* **Activity 1**: From the innovation strategy text, output the portion between "President Barack Obama" and "national innovation strategy.", inclusive, with no changes.
* **Activity 2**: According to the innovation strategy text, in which years did President Obama issue or update "A Strategy for American Innovation"?
* **Activity 3**: Summarize the innovation strategy text in two sentences.

* **Study text**:
<<<<

A few months earlier, in September 2019, the Council on Foreign Relations released its report “Innovation and National Security: Keeping Our Edge,” in which the CFR recommends that “the United States must act now to build a national strategy for sustaining American leadership in innovation.”

According to “Innovation and National Security,” this national innovation strategy has four pillars: restoring public support and funding for science; attracting and educating the world’s best STEM talent; making rapid technological adoption a core competency in the Defense Department; and building an international technology alliance. Furthermore, such a strategy will require new forms of cooperation among government officials, the private sector and universities that are designed for “agility and speed.”

President Barack Obama first issued “A Strategy for American Innovation” in 2009, and updated this document in 2011 and 2015. The Trump administration has not announced a formal national innovation strategy.

However, in the December 2017 congressionally mandated “National Security Strategy of the United States of America,” under “Pillar II: Promote American Prosperity” (of six pillars making up the national security strategy), President Trump identified two key priorities concerning innovation: first, preserving the nation’s lead in R&D and technology, and second, protecting the American economy from competitors who unfairly (that is, illegally) acquire America’s intellectual property.

>>>>

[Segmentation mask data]
<<<<

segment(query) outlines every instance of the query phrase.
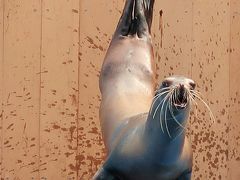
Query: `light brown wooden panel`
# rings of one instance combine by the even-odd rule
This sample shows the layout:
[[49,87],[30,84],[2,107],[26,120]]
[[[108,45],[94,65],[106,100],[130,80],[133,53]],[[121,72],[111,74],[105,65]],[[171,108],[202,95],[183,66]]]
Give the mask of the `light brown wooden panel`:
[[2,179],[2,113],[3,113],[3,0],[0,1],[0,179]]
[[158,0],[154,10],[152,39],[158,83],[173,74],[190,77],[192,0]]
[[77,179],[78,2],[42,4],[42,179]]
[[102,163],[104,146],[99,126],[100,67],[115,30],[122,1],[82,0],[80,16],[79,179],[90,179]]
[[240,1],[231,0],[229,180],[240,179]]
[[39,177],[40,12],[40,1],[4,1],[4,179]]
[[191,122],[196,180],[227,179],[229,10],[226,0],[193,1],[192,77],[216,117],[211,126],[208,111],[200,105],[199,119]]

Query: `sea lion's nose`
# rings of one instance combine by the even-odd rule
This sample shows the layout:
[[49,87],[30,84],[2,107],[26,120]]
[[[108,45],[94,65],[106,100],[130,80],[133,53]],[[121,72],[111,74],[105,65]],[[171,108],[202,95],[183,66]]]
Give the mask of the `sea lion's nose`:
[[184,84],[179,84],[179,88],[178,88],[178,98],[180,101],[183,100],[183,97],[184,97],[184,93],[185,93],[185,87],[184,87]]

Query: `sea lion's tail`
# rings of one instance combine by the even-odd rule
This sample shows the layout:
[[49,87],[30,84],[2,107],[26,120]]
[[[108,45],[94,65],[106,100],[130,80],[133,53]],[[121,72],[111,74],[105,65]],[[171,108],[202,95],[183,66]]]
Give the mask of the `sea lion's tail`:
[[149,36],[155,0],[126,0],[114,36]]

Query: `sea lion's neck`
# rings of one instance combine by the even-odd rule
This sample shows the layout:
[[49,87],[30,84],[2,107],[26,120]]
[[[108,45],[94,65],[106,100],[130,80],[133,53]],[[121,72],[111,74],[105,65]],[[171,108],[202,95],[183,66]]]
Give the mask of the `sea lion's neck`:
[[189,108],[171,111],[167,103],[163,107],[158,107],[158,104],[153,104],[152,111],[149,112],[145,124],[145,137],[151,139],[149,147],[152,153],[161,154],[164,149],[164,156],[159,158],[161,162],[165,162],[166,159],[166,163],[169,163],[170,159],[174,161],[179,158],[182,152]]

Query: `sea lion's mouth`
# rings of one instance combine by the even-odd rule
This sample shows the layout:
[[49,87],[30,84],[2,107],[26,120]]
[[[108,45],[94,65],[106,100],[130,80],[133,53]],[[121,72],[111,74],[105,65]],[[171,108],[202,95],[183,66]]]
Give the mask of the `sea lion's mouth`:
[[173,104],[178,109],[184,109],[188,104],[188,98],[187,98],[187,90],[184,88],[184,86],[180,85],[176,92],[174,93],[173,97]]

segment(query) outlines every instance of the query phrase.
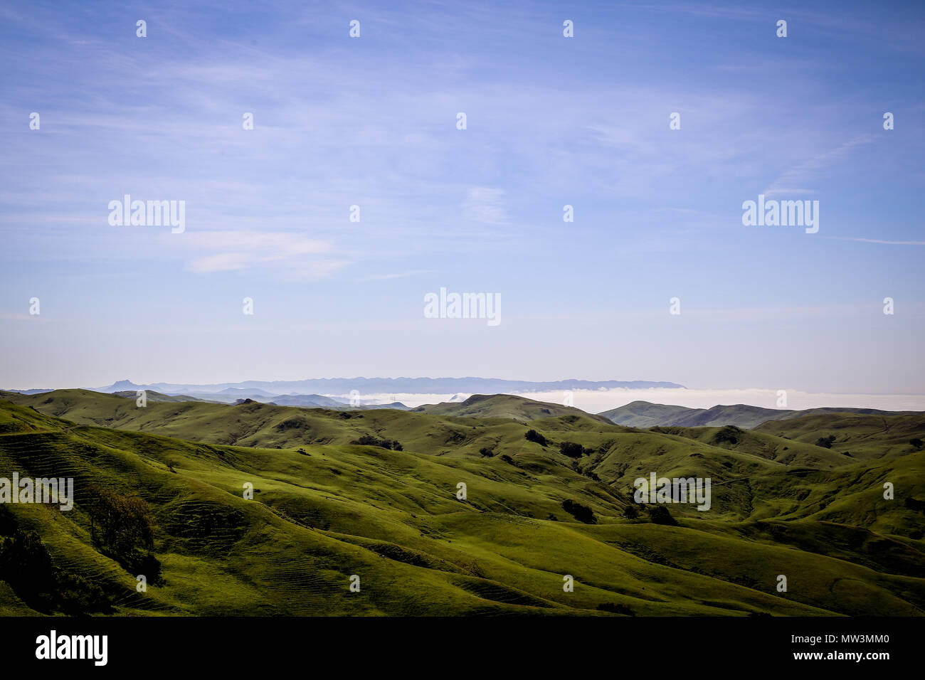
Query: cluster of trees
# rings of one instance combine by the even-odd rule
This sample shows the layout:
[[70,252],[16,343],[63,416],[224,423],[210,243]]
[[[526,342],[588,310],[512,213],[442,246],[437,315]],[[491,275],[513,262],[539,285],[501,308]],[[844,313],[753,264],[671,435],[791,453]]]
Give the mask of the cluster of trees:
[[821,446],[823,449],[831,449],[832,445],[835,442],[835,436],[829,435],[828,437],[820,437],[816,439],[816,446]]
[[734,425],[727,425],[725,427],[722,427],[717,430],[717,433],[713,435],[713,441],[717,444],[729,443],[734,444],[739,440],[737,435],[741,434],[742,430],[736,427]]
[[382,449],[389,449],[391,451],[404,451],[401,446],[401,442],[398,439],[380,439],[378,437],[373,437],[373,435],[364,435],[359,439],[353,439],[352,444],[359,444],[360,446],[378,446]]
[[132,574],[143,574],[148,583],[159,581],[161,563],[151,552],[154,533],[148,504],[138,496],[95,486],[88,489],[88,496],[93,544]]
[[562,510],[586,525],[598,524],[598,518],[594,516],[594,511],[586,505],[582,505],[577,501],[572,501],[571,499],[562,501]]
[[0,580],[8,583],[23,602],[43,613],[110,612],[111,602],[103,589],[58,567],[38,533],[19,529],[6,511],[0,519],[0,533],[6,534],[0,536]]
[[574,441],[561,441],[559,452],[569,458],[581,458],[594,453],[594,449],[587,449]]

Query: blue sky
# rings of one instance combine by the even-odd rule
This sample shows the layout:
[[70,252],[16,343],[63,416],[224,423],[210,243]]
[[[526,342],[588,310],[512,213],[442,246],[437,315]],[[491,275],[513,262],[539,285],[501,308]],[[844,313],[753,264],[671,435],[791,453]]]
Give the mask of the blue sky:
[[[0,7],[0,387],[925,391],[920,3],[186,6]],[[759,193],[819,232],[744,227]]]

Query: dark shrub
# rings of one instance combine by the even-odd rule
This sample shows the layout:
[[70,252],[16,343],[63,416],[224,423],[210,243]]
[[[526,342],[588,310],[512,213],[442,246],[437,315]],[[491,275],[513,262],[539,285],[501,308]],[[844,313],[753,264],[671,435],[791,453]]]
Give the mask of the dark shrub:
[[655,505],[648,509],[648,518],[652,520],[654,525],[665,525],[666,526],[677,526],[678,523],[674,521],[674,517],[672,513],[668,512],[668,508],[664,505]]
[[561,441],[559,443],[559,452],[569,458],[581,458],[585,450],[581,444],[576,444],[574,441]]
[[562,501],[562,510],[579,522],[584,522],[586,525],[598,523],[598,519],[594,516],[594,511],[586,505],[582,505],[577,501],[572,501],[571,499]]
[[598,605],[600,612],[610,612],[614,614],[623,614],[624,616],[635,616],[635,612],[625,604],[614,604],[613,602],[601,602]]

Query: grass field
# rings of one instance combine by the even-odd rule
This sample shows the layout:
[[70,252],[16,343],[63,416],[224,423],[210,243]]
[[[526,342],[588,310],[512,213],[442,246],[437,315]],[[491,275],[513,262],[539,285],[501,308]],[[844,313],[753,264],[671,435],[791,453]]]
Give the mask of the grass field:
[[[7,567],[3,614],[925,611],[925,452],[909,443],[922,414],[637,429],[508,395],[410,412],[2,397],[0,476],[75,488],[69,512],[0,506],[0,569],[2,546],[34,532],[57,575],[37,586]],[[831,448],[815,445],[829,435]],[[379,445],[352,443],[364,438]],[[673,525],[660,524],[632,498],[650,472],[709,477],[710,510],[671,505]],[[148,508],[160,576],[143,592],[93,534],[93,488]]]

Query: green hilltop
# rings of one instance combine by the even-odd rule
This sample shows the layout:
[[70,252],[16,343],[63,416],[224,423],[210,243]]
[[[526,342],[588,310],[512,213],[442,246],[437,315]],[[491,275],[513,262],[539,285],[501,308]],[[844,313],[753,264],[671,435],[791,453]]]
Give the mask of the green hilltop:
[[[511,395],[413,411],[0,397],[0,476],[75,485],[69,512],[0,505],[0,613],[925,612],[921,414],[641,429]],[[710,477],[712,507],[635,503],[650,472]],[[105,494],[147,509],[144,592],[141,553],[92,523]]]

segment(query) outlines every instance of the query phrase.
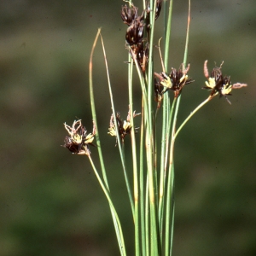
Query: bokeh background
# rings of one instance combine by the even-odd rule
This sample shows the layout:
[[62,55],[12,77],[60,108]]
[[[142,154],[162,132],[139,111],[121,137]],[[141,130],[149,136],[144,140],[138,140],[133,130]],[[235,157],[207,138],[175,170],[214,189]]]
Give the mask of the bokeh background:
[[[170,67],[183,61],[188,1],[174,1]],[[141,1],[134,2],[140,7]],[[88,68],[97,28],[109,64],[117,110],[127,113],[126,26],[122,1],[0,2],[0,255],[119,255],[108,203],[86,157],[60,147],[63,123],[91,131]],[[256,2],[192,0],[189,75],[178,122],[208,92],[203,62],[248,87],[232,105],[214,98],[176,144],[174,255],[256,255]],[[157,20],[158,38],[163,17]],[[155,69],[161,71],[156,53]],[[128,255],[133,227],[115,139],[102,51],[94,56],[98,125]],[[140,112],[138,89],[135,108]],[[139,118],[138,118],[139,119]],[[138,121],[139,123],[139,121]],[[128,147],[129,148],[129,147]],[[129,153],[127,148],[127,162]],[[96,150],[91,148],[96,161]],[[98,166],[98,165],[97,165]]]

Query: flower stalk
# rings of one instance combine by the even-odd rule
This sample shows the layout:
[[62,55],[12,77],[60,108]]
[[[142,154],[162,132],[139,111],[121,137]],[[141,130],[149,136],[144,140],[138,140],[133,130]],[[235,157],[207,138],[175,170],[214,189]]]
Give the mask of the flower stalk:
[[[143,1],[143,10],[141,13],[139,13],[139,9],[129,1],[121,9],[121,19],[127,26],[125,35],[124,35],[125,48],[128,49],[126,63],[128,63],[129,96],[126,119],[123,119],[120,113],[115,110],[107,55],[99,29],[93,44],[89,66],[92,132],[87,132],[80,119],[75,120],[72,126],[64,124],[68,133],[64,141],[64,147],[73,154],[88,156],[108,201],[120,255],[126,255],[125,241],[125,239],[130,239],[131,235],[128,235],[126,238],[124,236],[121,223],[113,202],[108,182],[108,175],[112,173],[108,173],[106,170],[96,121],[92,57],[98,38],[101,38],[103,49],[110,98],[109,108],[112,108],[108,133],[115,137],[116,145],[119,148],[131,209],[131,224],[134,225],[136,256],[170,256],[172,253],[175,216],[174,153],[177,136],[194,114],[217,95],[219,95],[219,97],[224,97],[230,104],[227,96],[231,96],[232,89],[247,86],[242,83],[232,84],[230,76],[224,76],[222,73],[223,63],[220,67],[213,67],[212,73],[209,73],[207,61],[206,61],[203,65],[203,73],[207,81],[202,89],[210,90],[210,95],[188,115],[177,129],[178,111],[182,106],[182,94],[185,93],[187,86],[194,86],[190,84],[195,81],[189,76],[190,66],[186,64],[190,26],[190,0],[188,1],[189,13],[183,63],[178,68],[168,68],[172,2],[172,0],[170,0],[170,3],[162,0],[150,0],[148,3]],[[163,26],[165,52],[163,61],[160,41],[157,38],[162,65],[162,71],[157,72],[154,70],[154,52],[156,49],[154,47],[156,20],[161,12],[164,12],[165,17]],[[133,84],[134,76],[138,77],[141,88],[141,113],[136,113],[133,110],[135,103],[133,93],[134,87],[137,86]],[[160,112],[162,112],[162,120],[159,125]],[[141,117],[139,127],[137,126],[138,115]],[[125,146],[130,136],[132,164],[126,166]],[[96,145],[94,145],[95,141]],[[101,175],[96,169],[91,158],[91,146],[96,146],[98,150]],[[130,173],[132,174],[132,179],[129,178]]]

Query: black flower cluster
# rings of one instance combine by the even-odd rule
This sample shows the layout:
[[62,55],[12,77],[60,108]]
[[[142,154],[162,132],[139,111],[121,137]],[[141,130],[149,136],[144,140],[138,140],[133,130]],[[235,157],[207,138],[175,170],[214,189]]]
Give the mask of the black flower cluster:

>>>>

* **Result 1**:
President Barack Obama first issued “A Strategy for American Innovation” in 2009, and updated this document in 2011 and 2015. The Trump administration has not announced a formal national innovation strategy.

* **Result 2**: 2009, 2011 and 2015.

* **Result 3**: A September 2019 Council on Foreign Relations report urged the United States to build a national innovation strategy resting on four pillars: science funding, STEM talent, rapid technology adoption in the Defense Department and an international technology alliance. President Obama had issued such a strategy in 2009 and updated it in 2011 and 2015, while the Trump administration announced no formal innovation strategy but named two innovation priorities in its December 2017 National Security Strategy.